WORK TO BE COMPLETED: Return every line of the records below that contains the word "beige". Case counts.

DATA LINES:

------------------------

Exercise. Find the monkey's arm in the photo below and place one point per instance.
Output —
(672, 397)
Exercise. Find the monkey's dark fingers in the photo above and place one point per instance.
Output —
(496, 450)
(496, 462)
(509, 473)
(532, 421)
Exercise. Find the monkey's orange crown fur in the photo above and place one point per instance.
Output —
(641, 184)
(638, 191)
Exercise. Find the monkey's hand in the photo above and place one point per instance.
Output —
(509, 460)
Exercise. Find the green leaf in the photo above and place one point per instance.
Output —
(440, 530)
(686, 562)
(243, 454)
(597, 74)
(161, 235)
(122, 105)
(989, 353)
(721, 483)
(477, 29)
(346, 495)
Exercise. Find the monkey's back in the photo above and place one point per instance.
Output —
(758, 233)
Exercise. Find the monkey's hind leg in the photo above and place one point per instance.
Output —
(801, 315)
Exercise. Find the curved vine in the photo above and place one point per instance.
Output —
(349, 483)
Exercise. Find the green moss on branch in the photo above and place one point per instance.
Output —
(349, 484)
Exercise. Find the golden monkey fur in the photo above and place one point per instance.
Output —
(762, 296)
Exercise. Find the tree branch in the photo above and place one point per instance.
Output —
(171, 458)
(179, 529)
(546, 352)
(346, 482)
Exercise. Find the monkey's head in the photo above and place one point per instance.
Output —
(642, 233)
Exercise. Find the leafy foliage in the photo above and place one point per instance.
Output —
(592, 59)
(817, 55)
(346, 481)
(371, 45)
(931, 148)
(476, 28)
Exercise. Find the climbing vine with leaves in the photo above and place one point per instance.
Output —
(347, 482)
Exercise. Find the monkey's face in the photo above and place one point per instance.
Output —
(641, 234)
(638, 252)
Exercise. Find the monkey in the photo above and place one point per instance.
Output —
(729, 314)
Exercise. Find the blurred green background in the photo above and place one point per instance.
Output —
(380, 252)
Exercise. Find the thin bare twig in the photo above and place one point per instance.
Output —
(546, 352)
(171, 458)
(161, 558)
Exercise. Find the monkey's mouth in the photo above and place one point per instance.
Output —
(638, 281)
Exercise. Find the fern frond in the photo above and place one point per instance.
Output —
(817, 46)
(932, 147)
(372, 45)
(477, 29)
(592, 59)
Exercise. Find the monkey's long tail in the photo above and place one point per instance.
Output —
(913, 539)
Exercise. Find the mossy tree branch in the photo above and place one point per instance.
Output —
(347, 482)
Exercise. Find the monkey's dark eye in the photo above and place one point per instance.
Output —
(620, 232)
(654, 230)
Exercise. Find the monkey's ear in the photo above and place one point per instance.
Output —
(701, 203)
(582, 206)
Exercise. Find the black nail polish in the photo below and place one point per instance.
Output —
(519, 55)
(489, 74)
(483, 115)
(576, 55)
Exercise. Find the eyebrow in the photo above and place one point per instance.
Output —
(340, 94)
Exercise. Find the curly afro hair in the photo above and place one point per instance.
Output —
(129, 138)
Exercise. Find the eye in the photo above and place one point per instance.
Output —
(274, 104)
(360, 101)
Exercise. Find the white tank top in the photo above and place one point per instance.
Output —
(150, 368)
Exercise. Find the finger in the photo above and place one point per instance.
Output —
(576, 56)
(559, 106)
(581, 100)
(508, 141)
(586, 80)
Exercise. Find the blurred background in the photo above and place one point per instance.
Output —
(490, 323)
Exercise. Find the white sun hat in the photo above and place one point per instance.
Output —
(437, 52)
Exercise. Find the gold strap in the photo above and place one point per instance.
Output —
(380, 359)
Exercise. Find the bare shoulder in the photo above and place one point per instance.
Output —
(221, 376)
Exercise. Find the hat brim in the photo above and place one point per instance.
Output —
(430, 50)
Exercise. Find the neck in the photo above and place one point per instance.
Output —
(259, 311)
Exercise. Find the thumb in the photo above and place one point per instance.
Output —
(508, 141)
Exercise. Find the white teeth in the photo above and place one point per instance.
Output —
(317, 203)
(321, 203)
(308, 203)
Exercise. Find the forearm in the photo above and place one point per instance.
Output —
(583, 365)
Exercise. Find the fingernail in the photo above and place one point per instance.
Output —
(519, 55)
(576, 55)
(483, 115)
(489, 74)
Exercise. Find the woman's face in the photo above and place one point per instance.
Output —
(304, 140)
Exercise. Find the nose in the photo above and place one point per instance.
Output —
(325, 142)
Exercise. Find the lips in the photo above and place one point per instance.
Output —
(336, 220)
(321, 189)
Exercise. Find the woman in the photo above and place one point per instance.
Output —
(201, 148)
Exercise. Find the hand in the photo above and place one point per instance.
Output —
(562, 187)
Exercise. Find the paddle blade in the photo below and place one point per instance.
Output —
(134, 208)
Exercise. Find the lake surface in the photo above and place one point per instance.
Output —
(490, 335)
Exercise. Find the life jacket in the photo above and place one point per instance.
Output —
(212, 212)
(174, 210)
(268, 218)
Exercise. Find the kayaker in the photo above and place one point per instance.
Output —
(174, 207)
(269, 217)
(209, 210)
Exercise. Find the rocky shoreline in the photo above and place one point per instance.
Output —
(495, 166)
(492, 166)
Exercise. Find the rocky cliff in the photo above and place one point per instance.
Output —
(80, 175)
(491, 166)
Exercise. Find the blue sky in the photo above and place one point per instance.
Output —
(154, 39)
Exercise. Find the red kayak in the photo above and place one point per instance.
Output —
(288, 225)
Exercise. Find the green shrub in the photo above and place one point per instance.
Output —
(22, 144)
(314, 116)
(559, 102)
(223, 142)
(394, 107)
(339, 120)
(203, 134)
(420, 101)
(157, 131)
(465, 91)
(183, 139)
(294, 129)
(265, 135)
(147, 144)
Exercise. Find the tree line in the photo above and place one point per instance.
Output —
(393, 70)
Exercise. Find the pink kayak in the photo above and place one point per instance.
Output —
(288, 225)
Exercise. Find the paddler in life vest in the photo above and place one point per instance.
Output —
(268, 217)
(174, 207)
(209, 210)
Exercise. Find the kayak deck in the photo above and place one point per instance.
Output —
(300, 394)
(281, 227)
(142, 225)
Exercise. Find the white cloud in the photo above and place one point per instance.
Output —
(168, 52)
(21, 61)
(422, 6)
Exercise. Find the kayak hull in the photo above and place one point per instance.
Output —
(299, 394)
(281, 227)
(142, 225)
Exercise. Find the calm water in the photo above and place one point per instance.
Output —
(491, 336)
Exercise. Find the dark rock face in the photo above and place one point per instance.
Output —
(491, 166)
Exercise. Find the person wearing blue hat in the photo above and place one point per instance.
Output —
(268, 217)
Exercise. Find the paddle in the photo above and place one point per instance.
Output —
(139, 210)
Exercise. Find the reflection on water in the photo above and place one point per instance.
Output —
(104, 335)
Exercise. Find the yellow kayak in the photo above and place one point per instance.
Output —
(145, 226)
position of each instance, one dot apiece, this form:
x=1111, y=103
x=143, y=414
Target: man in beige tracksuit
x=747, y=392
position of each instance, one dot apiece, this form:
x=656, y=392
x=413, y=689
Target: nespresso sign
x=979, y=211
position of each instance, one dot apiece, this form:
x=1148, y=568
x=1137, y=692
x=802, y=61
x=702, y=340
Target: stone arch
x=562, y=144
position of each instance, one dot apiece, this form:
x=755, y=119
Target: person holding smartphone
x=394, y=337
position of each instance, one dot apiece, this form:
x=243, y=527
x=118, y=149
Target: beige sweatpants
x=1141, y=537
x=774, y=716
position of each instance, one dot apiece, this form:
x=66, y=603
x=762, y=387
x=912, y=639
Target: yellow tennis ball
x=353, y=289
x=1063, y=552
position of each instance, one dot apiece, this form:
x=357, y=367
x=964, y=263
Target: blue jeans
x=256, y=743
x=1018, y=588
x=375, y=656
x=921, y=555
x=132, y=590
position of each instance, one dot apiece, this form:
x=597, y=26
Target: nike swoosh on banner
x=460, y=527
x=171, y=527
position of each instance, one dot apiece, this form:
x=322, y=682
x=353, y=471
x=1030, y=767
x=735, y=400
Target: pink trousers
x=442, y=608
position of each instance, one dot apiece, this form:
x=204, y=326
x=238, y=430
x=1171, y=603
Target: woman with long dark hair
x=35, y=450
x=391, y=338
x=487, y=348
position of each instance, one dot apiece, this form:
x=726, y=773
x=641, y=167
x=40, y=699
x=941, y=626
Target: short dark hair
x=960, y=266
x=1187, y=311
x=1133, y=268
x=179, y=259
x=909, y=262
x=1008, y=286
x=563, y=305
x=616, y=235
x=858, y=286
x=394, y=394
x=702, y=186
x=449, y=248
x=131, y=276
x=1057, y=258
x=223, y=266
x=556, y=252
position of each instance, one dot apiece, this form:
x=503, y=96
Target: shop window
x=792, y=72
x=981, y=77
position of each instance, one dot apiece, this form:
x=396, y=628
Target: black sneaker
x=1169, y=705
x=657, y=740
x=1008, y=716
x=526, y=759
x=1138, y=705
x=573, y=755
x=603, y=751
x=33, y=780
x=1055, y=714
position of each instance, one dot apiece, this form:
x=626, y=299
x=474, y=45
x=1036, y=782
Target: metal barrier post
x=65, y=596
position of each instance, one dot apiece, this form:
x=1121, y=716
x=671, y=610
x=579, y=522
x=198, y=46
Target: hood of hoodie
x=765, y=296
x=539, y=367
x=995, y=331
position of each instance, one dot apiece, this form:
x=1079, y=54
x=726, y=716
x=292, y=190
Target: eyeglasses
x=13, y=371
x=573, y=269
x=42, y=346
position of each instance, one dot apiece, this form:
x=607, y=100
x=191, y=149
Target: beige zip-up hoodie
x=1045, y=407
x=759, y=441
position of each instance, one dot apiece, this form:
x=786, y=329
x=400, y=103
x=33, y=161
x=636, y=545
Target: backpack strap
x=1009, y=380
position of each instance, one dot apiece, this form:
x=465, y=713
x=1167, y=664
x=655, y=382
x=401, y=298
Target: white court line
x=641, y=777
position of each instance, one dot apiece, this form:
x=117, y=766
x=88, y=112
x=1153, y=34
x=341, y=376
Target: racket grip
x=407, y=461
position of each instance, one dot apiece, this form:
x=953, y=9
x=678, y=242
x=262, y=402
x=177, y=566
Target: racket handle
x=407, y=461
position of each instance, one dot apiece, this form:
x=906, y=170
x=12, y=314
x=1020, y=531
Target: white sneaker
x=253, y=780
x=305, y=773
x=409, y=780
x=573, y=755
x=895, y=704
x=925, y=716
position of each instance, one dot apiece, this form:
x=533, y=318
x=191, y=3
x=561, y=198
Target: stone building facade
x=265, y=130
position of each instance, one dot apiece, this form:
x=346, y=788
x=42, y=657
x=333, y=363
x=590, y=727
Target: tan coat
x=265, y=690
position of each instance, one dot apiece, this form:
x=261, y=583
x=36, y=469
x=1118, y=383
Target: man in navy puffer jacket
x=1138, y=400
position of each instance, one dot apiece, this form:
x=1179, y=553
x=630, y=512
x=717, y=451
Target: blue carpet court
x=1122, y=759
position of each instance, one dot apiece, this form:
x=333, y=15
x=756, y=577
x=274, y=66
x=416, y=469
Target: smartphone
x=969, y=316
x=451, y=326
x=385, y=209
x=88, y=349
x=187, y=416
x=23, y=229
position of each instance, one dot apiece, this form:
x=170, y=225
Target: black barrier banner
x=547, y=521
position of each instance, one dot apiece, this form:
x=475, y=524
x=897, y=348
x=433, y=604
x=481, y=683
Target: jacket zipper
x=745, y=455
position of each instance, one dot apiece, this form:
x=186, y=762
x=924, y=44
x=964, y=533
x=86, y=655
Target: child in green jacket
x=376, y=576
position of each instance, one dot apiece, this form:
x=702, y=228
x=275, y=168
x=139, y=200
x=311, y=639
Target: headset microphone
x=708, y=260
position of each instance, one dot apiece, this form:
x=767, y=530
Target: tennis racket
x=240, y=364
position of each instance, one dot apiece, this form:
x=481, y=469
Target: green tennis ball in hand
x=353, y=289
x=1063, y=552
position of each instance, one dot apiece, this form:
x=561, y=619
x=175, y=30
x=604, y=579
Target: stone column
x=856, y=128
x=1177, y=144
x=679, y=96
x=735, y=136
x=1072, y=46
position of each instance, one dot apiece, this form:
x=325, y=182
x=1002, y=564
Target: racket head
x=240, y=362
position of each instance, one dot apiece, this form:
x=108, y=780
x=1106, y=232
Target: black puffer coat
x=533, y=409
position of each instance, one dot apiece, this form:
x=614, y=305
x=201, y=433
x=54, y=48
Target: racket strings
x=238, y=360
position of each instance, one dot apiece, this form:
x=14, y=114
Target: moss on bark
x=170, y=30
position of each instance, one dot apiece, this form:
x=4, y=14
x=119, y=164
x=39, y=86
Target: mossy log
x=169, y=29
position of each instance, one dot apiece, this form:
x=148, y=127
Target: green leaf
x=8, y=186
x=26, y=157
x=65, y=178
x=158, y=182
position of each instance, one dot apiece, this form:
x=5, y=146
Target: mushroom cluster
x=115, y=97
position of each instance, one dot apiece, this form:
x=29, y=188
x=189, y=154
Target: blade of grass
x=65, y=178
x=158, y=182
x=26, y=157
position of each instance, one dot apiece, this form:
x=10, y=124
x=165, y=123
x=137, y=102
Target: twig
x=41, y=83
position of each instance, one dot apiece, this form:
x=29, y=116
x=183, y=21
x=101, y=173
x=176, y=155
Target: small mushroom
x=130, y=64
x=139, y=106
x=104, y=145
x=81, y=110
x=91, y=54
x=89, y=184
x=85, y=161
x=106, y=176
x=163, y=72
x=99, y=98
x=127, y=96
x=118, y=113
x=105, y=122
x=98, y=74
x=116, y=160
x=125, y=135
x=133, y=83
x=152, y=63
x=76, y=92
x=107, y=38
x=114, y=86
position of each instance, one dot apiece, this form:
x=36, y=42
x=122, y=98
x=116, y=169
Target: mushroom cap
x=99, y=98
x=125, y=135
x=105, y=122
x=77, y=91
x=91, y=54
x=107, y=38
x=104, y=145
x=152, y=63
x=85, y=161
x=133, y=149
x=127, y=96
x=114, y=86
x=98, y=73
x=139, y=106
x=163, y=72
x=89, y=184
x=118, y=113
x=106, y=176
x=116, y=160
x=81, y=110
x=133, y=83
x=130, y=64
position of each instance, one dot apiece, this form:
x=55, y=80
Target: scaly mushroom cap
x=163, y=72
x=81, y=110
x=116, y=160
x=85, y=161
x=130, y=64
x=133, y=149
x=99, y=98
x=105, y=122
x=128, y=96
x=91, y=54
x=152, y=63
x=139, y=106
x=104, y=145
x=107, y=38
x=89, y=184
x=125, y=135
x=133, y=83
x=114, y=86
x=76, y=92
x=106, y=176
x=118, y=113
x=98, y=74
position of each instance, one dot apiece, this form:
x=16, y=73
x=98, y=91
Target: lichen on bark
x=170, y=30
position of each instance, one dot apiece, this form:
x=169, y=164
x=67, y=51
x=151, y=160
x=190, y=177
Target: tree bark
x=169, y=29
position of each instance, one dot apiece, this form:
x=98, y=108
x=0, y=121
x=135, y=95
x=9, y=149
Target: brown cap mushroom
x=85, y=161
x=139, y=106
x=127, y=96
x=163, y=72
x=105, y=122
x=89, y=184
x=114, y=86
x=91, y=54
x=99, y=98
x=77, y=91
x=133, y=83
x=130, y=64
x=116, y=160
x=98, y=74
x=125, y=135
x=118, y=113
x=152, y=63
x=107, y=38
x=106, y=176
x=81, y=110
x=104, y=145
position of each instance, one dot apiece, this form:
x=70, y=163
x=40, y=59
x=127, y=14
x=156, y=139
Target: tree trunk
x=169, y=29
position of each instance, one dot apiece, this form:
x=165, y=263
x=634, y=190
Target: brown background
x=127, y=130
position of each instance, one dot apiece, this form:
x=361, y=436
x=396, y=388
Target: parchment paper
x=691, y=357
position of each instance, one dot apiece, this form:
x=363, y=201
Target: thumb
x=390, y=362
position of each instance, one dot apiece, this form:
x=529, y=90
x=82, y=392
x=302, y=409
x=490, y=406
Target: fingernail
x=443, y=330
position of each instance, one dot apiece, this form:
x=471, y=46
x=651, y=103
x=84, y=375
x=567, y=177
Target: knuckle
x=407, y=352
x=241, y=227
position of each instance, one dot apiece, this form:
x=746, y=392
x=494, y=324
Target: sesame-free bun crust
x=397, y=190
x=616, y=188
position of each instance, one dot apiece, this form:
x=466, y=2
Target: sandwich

------------------------

COMPLETED EXERCISE:
Target: man in beige tracksuit
Target: beige sweatpants
Target: beige zip-up hoodie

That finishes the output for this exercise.